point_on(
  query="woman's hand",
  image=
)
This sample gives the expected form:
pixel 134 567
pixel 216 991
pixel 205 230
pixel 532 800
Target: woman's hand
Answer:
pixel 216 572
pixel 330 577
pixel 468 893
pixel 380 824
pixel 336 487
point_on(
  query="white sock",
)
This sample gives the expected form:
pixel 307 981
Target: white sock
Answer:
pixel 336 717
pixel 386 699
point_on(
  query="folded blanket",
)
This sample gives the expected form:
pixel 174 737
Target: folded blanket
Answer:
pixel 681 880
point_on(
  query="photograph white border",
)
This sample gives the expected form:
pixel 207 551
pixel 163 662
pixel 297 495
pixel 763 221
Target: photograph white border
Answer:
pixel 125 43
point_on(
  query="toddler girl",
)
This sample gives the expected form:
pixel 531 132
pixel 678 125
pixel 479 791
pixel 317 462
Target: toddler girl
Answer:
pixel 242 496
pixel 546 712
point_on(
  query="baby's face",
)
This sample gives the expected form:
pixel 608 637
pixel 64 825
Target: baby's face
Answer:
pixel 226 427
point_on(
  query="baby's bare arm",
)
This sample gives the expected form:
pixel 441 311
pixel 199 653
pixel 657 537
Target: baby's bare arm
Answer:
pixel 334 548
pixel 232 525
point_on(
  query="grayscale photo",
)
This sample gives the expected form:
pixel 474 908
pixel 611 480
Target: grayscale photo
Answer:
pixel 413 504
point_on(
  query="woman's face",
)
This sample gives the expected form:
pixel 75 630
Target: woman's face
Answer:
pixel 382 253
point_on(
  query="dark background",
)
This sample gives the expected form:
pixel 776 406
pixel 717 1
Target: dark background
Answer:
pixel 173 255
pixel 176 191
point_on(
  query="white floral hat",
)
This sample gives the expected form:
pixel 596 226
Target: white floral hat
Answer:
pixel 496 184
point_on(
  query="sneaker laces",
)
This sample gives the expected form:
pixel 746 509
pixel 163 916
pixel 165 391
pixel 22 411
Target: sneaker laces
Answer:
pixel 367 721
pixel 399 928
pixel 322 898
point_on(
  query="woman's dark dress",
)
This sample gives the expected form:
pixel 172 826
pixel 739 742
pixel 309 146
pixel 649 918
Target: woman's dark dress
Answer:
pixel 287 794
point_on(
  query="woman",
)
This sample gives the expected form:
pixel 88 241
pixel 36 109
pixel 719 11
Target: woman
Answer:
----
=== BRIEF ===
Repeat the entries above exactly, leaving nothing out.

=== COMPLETE OUTPUT ===
point_on(
  query="woman's hand",
  image=
)
This sample gives the expected form:
pixel 134 567
pixel 216 991
pixel 205 230
pixel 532 800
Target: woman's hand
Answer:
pixel 216 572
pixel 330 577
pixel 468 893
pixel 380 824
pixel 336 487
point_on(
  query="white sock",
)
This sample gives the expected form:
pixel 307 981
Target: white sock
Answer:
pixel 336 717
pixel 386 699
point_on(
  query="folded blanket",
)
This sample gives the expected form:
pixel 174 737
Target: folded blanket
Answer:
pixel 681 880
point_on(
  query="photograph white border",
)
This sample gives the expected form:
pixel 207 551
pixel 163 662
pixel 297 495
pixel 763 221
Target: photograph white border
Answer:
pixel 125 43
point_on(
  query="toddler girl",
)
This sample gives the expected form:
pixel 531 132
pixel 678 125
pixel 479 791
pixel 317 462
Target: toddler girl
Answer:
pixel 242 496
pixel 546 712
point_on(
  query="baby's face",
)
This sample gives the expected form:
pixel 608 637
pixel 64 825
Target: baby's face
Answer:
pixel 226 427
point_on(
  query="baby's bare arm",
)
This sample gives the expected form:
pixel 441 311
pixel 199 653
pixel 657 537
Target: baby's bare arm
Answer:
pixel 334 548
pixel 232 525
point_on(
  query="grayscale photo",
)
This sample gives the expected form:
pixel 474 908
pixel 611 480
Target: grayscale photo
Answer:
pixel 413 504
point_on(
  query="woman's face",
)
This sample gives the expected form:
pixel 75 630
Target: woman's face
Answer:
pixel 382 253
point_on(
  query="dark background",
)
This sample gives the expected form:
pixel 776 406
pixel 717 1
Target: dark background
Answer:
pixel 173 255
pixel 176 191
point_on(
  query="white floral hat",
)
This sample gives the expected form:
pixel 596 226
Target: white floral hat
Answer:
pixel 496 184
point_on(
  query="sneaker laces",
)
This sample gives the expected form:
pixel 746 509
pixel 163 916
pixel 165 391
pixel 22 411
Target: sneaker laces
Answer:
pixel 367 721
pixel 399 928
pixel 322 898
point_on(
  query="woman's dark dress",
)
This sample gives the expected form:
pixel 172 826
pixel 739 742
pixel 309 146
pixel 649 918
Target: woman's dark dress
Answer:
pixel 287 794
point_on(
  query="woman",
)
This sample gives the expected form:
pixel 88 241
pixel 36 109
pixel 719 11
Target: woman
Answer:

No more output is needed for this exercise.